Data section start

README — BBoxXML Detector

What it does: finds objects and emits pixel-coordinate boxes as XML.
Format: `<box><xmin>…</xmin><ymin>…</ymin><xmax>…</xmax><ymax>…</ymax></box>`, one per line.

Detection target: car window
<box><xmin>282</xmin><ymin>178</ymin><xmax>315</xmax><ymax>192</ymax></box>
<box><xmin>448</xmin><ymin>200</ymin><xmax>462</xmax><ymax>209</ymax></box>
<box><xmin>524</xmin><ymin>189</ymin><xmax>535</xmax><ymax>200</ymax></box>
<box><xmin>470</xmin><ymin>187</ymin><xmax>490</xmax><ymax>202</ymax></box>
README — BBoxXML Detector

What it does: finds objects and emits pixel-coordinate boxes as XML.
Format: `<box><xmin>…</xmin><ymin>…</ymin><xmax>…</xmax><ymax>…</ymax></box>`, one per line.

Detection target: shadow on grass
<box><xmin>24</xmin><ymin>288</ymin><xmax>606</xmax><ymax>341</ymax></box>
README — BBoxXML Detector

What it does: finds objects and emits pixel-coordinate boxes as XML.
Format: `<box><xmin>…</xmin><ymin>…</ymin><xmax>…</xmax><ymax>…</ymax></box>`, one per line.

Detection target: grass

Data section end

### About this exercise
Repeat, with no changes, each line from the one with "Detection target: shadow on grass" to the end of the listing, including both ends and nothing else.

### Response area
Detection target: shadow on grass
<box><xmin>24</xmin><ymin>288</ymin><xmax>606</xmax><ymax>341</ymax></box>
README — BBoxXML Detector

What it does: finds objects and emits pixel-coordinate boxes as XML.
Format: `<box><xmin>…</xmin><ymin>…</ymin><xmax>…</xmax><ymax>…</ymax></box>`, one per line.

Detection target: grass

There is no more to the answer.